__ABOUT THIS TASK__. Needed from the data below: all lines that contain the word "negative".

══ EXCERPTED DATA ══

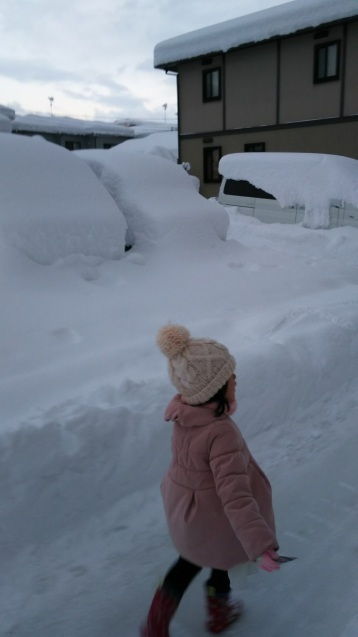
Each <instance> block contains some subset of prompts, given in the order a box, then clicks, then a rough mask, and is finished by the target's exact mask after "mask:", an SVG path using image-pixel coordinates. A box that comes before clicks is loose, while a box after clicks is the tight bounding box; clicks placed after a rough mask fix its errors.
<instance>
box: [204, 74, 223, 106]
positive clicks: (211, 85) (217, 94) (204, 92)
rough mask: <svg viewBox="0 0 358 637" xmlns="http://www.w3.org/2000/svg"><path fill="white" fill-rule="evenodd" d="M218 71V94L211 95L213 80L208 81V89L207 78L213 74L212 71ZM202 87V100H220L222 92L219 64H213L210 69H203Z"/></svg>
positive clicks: (206, 101)
mask: <svg viewBox="0 0 358 637" xmlns="http://www.w3.org/2000/svg"><path fill="white" fill-rule="evenodd" d="M216 72H217V73H218V94H217V95H213V82H212V81H211V82H210V87H209V88H210V90H207V89H208V84H207V78H208V77H209V76H213V74H214V73H216ZM202 83H203V85H202V88H203V102H218V101H220V100H221V94H222V73H221V66H215V67H214V68H212V69H205V70H204V71H203V72H202Z"/></svg>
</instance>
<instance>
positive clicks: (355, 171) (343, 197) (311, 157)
mask: <svg viewBox="0 0 358 637" xmlns="http://www.w3.org/2000/svg"><path fill="white" fill-rule="evenodd" d="M219 172H220V174H221V175H223V176H224V177H226V179H235V180H241V179H243V180H247V181H249V182H250V183H252V184H253V185H254V186H256V188H262V189H263V190H265V191H266V192H269V193H270V194H272V195H273V196H274V197H275V198H276V199H277V201H278V202H279V204H280V206H282V207H283V208H284V207H286V206H293V205H295V204H299V205H302V206H305V209H306V210H305V219H304V225H305V226H307V227H310V228H319V227H328V223H329V207H330V203H331V201H332V200H343V201H345V202H347V203H349V204H351V205H353V206H356V207H358V161H357V160H356V159H351V158H350V157H343V156H340V155H323V154H319V153H232V154H230V155H224V157H222V158H221V160H220V162H219Z"/></svg>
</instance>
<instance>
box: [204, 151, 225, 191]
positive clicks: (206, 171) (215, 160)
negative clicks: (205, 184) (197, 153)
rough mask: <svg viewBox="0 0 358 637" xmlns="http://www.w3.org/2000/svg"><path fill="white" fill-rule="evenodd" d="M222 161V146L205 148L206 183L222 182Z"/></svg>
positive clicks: (204, 165) (204, 155)
mask: <svg viewBox="0 0 358 637" xmlns="http://www.w3.org/2000/svg"><path fill="white" fill-rule="evenodd" d="M220 159H221V146H212V147H211V148H204V182H205V183H218V182H220V181H221V176H220V173H219V161H220Z"/></svg>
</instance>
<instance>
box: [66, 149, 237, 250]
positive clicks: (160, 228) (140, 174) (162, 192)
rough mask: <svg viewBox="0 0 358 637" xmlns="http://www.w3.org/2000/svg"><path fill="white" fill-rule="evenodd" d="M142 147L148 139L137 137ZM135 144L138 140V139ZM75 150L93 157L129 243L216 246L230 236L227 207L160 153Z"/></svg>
mask: <svg viewBox="0 0 358 637" xmlns="http://www.w3.org/2000/svg"><path fill="white" fill-rule="evenodd" d="M137 141H138V144H137V147H139V145H140V144H141V143H143V147H144V148H145V147H147V143H146V138H144V139H143V140H140V141H139V140H137ZM131 143H133V145H134V147H135V146H136V140H133V142H131ZM122 146H124V144H121V145H120V146H118V147H116V148H115V149H111V150H109V151H107V150H88V151H76V154H77V155H78V157H81V158H83V159H84V160H86V161H88V163H89V165H90V166H91V167H92V169H93V170H94V172H95V174H96V175H97V176H98V178H99V179H100V180H101V182H102V184H103V185H104V186H105V187H106V188H107V189H108V192H109V193H110V194H111V196H112V197H113V199H114V200H115V201H116V203H117V205H118V207H119V208H120V210H122V211H123V214H124V216H125V218H126V221H127V224H128V235H127V244H130V245H135V246H136V247H137V248H144V247H145V246H147V247H150V246H153V244H156V243H157V242H160V245H161V249H164V248H165V247H166V248H169V249H173V248H174V249H177V247H178V246H180V247H181V249H185V250H187V249H189V248H193V247H195V248H197V249H199V247H200V246H207V244H208V243H212V245H215V244H216V243H217V242H218V241H220V240H223V239H225V238H226V233H227V228H228V217H227V214H226V212H225V211H224V210H223V208H222V206H220V205H219V204H217V203H216V202H212V201H208V200H207V199H205V198H204V197H202V196H201V195H200V194H199V193H198V191H197V187H196V182H195V181H194V180H193V179H192V177H190V176H189V175H188V173H187V172H186V171H185V170H184V169H183V168H182V166H178V165H177V164H174V163H173V162H172V161H168V160H167V159H163V157H161V156H157V155H151V154H147V153H143V152H129V150H128V149H129V148H130V147H129V146H124V149H122V148H121V147H122Z"/></svg>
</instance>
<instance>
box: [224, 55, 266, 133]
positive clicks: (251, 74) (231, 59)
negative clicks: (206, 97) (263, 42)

═══

__ANSWER FOR THIS EXERCISE__.
negative clicks: (205, 184) (197, 153)
negative clicks: (206, 97) (263, 42)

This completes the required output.